[GIVEN TASK] Reproduce the listing below, substituting "marker" for every occurrence of "keypoint" and leaving all other text unchanged.

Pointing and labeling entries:
──────
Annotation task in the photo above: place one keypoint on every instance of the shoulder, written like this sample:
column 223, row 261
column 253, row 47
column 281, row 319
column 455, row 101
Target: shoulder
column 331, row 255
──────
[THE COMPLETED TASK]
Annotation task in the photo above: place one marker on every instance of the shoulder, written like this sample:
column 223, row 261
column 253, row 47
column 281, row 319
column 455, row 101
Target: shoulder
column 331, row 255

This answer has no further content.